● GIVEN PROBLEM A:
Based on the excerpt about GM's worker buyouts, decide whether each statement agrees with it: (i) GM first announced that it would pay 19,000 workers to leave; (ii) the latest attrition program will cut GM's hourly payroll to 53,000; (iii) new hires doing non-core work earn roughly $14 excluding benefits. For each, answer yes or no and quote the deciding words.
● GIVEN PROBLEM B:
From the excerpt about GM's worker buyouts, write out the passage starting with "Nearly half the" and going on through "change their minds.".

● EXTRACT PROVIDED:
============
Nearly half the departures come from GM sites in Michigan, including some 2,000 workers from truck-centric assembly plants in Flint and Pontiac.

General Motors Corp. says 18,657 workers have elected to take buyout or other retirement incentives to leave the auto maker, bringing the number of blue-collar departures over the last two years to more than 53,000.

GM first announced last month that it would pay 19,000 workers to leave. The employees were given a month to change their minds.

The latest attrition program will trim GM’s hourly payroll to 55,743, although the auto maker recently began hiring new employees at a lower wage rate as part of concessions it won from the United Auto Workers union during contract negotiations last year.

New hires performing non-core functions, such as material handling, receive a second-tier wage of roughly $14 excluding benefits. Current UAW-represented employees earn twice that.
============
(Outline annotation records)
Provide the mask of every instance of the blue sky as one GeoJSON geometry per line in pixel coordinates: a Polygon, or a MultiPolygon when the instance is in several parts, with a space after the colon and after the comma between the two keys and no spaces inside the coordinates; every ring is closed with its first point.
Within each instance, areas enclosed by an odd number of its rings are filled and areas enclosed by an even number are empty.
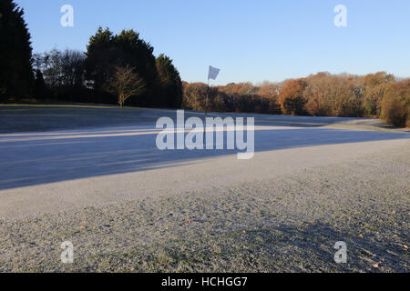
{"type": "Polygon", "coordinates": [[[319,71],[410,76],[408,0],[16,0],[35,52],[86,50],[98,25],[139,32],[156,55],[169,55],[183,80],[213,84],[282,81],[319,71]],[[60,25],[63,5],[74,27],[60,25]],[[347,27],[336,27],[336,5],[347,27]]]}

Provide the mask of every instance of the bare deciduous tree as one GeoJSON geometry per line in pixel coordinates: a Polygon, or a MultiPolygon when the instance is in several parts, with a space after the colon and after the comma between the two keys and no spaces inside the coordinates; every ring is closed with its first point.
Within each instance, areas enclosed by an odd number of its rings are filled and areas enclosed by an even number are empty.
{"type": "Polygon", "coordinates": [[[122,108],[128,98],[138,95],[145,90],[145,82],[134,72],[133,67],[116,66],[114,75],[108,80],[106,89],[118,95],[118,102],[122,108]]]}

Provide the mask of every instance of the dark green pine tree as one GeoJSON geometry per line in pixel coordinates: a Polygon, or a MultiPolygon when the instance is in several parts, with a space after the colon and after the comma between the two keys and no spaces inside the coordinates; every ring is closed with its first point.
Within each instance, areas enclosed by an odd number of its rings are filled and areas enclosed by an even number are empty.
{"type": "Polygon", "coordinates": [[[180,108],[182,104],[182,82],[172,60],[161,54],[156,60],[157,72],[162,99],[166,107],[180,108]]]}
{"type": "Polygon", "coordinates": [[[33,88],[32,47],[24,11],[0,1],[0,95],[24,96],[33,88]]]}

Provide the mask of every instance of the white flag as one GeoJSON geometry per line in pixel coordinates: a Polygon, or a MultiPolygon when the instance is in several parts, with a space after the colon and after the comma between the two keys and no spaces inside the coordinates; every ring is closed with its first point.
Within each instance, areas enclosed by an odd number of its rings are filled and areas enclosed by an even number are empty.
{"type": "Polygon", "coordinates": [[[218,74],[220,74],[220,69],[217,69],[216,67],[210,65],[210,72],[208,73],[208,80],[212,79],[215,80],[218,76],[218,74]]]}

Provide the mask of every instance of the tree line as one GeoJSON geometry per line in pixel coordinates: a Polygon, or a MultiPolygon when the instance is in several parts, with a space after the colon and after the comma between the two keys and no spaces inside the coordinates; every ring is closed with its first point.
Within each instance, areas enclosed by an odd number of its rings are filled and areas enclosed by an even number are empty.
{"type": "Polygon", "coordinates": [[[385,72],[366,75],[321,72],[281,83],[231,83],[208,88],[183,82],[184,108],[275,115],[381,117],[410,126],[410,79],[385,72]]]}
{"type": "Polygon", "coordinates": [[[281,83],[231,83],[208,88],[181,82],[172,60],[153,55],[134,30],[116,35],[99,27],[86,52],[33,54],[24,11],[0,2],[0,102],[30,97],[220,112],[382,117],[410,126],[410,80],[378,72],[326,72],[281,83]],[[206,95],[210,96],[206,108],[206,95]],[[138,96],[138,97],[137,97],[138,96]]]}
{"type": "Polygon", "coordinates": [[[163,54],[156,57],[152,45],[134,30],[115,35],[99,27],[86,52],[32,54],[23,9],[12,0],[2,0],[0,15],[0,102],[34,97],[180,107],[182,85],[172,60],[163,54]]]}

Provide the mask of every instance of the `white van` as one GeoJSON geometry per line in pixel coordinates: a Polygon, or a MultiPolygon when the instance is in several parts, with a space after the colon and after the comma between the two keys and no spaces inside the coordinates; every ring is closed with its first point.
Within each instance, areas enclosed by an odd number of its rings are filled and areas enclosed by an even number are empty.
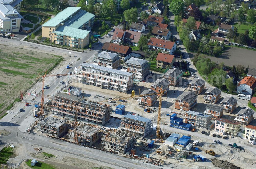
{"type": "Polygon", "coordinates": [[[250,95],[239,94],[237,95],[237,97],[238,97],[238,98],[240,99],[246,100],[251,100],[251,96],[250,95]]]}

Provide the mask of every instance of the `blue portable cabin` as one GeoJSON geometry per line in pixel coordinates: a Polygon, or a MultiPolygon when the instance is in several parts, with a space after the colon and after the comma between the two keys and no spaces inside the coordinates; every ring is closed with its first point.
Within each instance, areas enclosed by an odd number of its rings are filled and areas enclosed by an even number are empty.
{"type": "Polygon", "coordinates": [[[199,154],[198,156],[200,157],[200,159],[201,159],[201,160],[203,161],[204,161],[206,160],[206,158],[204,156],[201,154],[199,154]]]}
{"type": "Polygon", "coordinates": [[[152,141],[150,143],[148,144],[148,146],[149,148],[151,148],[154,145],[154,143],[155,143],[154,141],[152,141]]]}
{"type": "Polygon", "coordinates": [[[125,106],[121,104],[119,104],[115,107],[115,114],[119,115],[123,115],[125,112],[125,106]]]}

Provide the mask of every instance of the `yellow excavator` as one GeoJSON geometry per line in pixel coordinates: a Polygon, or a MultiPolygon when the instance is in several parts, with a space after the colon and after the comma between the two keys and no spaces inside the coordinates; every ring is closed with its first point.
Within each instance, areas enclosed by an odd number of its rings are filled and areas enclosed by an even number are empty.
{"type": "Polygon", "coordinates": [[[207,154],[210,154],[212,156],[214,156],[216,154],[215,152],[212,149],[210,150],[206,150],[205,151],[205,153],[207,154]]]}

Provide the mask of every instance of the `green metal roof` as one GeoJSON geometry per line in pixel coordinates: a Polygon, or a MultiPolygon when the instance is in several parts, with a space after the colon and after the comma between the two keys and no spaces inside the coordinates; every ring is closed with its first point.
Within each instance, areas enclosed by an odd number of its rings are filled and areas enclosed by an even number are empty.
{"type": "Polygon", "coordinates": [[[89,34],[89,31],[68,26],[61,26],[53,33],[58,35],[71,36],[78,39],[83,39],[89,34]]]}

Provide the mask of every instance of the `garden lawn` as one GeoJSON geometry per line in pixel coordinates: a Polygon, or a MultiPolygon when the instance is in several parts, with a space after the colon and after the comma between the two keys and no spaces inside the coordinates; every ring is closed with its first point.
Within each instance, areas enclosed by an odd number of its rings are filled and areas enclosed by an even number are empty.
{"type": "Polygon", "coordinates": [[[239,34],[242,33],[244,33],[245,31],[249,30],[250,27],[249,25],[245,24],[241,24],[239,26],[237,23],[234,25],[234,26],[237,28],[237,33],[239,34]]]}

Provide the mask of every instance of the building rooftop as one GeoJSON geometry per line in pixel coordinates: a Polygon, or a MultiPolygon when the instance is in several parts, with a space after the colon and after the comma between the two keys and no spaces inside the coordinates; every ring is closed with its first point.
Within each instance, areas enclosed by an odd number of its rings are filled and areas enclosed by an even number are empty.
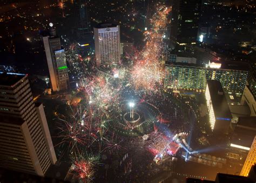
============
● WRITTEN SOLUTION A:
(i) Yes: "GM first announced last month that it would pay 19,000 workers to leave."
(ii) No: "The latest attrition program will trim GM’s hourly payroll to 55,743"
(iii) Yes: "New hires performing non-core functions, such as material handling, receive a second-tier wage of roughly $14 excluding benefits."

● WRITTEN SOLUTION B:
Nearly half the departures come from GM sites in Michigan, including some 2,000 workers from truck-centric assembly plants in Flint and Pontiac.

General Motors Corp. says 18,657 workers have elected to take buyout or other retirement incentives to leave the auto maker, bringing the number of blue-collar departures over the last two years to more than 53,000.

GM first announced last month that it would pay 19,000 workers to leave. The employees were given a month to change their minds.